──────── DATASET EXTRACT

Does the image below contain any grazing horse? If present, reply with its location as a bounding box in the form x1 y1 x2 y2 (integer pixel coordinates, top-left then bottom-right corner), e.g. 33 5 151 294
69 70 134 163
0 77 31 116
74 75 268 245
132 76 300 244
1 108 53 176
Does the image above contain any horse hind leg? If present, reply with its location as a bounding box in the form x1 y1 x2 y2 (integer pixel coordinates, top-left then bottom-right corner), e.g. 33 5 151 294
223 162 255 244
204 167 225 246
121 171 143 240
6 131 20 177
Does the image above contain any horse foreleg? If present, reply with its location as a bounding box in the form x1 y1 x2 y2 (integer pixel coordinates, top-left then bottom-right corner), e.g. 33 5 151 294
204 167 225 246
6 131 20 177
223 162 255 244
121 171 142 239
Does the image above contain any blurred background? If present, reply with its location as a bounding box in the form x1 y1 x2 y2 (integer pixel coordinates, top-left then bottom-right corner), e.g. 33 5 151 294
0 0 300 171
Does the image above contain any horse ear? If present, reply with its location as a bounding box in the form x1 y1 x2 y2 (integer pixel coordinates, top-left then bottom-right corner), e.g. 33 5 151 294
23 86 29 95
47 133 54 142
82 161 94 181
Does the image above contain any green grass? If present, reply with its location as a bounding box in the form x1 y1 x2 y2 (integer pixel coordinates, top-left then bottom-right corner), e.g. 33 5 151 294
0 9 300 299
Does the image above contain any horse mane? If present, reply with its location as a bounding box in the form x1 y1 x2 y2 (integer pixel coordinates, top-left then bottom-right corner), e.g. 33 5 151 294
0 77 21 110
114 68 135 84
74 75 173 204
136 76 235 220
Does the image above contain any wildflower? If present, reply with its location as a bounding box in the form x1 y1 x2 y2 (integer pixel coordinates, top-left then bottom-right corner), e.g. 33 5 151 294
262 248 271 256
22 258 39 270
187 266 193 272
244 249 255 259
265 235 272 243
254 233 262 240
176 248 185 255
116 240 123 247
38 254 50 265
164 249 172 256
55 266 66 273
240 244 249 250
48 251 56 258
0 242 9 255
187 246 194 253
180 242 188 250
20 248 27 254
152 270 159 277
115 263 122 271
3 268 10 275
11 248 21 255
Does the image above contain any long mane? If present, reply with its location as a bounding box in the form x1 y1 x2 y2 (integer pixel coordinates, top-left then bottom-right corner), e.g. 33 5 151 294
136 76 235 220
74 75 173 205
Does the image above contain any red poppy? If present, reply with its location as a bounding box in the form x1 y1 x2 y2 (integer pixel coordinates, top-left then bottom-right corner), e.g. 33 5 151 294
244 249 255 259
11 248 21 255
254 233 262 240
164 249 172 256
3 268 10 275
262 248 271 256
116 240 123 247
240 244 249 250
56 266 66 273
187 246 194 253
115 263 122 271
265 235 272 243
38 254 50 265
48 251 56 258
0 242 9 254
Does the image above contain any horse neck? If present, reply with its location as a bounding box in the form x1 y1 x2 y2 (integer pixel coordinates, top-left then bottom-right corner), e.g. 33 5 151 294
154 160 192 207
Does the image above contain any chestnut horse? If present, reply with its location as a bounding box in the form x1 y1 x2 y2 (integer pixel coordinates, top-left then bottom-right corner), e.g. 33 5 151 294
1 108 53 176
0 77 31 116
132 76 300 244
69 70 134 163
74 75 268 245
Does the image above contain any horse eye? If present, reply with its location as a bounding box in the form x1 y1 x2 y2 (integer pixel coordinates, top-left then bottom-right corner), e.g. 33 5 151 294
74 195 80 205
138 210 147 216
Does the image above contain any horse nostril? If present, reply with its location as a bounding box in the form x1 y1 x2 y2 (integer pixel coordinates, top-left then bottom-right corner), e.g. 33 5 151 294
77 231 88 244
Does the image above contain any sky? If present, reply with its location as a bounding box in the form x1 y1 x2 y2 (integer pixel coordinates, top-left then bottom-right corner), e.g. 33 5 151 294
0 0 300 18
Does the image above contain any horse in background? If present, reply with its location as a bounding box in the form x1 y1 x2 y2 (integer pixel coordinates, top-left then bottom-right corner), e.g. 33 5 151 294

────────────────

_EXERCISE DIRECTIONS_. Edit all of the records above so that "bounding box" becomes "rectangle" wherever it occurs, leaving every other word as it stands.

_RESPONSE TO THE EXERCISE_.
Does the image below contain any grazing horse? If present, reply with its location as a rectangle in the form x1 y1 x2 y2 (integer pixel coordinates, top-left then bottom-right corner), e.g. 33 5 151 294
69 70 134 163
0 77 31 116
74 75 268 245
132 76 300 244
1 108 53 176
Does the image above contain any horse hind leg? If present, reply with its location as a rectangle in the form x1 y1 x2 y2 (integer pixel coordinates, top-left then bottom-right corner), e.g. 33 5 151 294
223 162 255 244
204 167 225 246
121 171 143 240
6 131 20 177
Does the image above contain any horse foreleg? If present, reply with its location as a rectangle in the form x1 y1 x2 y2 (integer pixel coordinates, top-left then bottom-right corner), e.g. 33 5 151 294
204 167 225 246
6 131 20 177
223 162 255 244
121 171 142 239
Does the image above contain any blurred background? If present, reply with its location as a rectangle in the form x1 y1 x2 y2 (integer pixel coordinates, top-left then bottom-right corner), e.g. 33 5 151 294
0 0 300 171
Does the image above contain any horse ear? If present, reply with its location as a rectangle in the form x1 y1 x2 y2 (integer pixel coordinates, top-left then bottom-right corner), e.g. 33 5 151 294
23 86 29 95
47 133 54 142
82 161 94 181
Does the image above contain any green grass? If present, reply with its location as a rectangle in the form x1 y1 x2 y2 (integer pixel coordinates, top-left then bottom-right corner), e.g. 33 5 151 294
0 9 300 299
Does the image above contain any horse mane? If present, reply with its location as a rectangle in the form x1 y1 x2 y2 (integer pixel coordinates, top-left then bottom-right corner), e.g. 33 5 151 294
0 77 21 110
114 68 135 84
74 75 173 204
136 76 235 220
Does the image above contain any wildflower? If present, reply with its location as a rectangle in the form x1 y1 x2 y2 (integer pixel coordinates, top-left then bottom-right corner), e.g. 33 5 151 294
262 248 271 256
22 258 39 270
187 266 193 272
244 249 255 259
265 235 272 243
254 233 262 240
176 248 185 255
116 240 123 247
38 254 50 265
164 249 172 256
55 266 66 273
240 244 249 250
48 251 56 258
0 242 9 255
187 246 194 253
180 242 188 250
20 248 27 254
152 270 159 277
115 263 122 271
3 268 10 275
11 248 21 255
Does the image above contain any long mane? If present, reply with its location as a rectangle in the form x1 y1 x2 y2 (integer pixel coordinates, top-left then bottom-right corner), e.g. 33 5 151 294
136 76 235 220
74 75 173 205
Does the image above contain any red poppy? If present, reply with its location as a rectangle in the form x1 y1 x2 y2 (integer pixel coordinates, top-left then bottom-right corner), e.g. 33 5 151 294
244 249 255 259
11 248 21 255
254 233 262 240
164 249 172 256
3 268 10 275
262 248 271 256
116 240 123 247
240 244 249 250
56 266 66 273
187 246 194 253
115 263 122 271
265 235 272 243
38 254 50 265
48 251 56 258
0 242 9 254
Does the image above contain any horse neck? If present, reply with its location as a rectangle in the form x1 y1 x2 y2 (integer pixel coordinates, top-left then bottom-right corner), e.g. 33 5 151 294
154 160 192 207
Does the image above contain any chestnut horse? If present, reply with its location as a rectangle in the form x1 y1 x2 y2 (integer pixel coordinates, top-left then bottom-right corner), e.g. 33 5 151 294
1 108 53 176
0 77 31 116
132 76 300 244
69 70 134 163
74 75 268 245
Does the image above contain any horse eye? If present, reply with its location as a rectangle in the form x1 y1 x2 y2 (integer pixel coordinates, top-left then bottom-right corner), e.g. 33 5 151 294
74 195 80 205
138 210 147 216
Does the image above contain any horse nostril? If present, reply with its location as a rectangle in the form x1 y1 x2 y2 (integer pixel coordinates, top-left then bottom-right corner), e.g. 33 5 151 294
77 231 88 244
Does the image above contain any sky? If present, reply with its location as a rectangle in the form x1 y1 x2 y2 (integer pixel coordinates, top-left then bottom-right corner), e.g. 33 5 151 294
0 0 300 18
Does the image above contain any horse in background? If present, reply with its location as a rectangle in the form x1 y1 x2 y2 (integer pixel coordinates, top-left then bottom-right corner), e.g. 33 5 151 294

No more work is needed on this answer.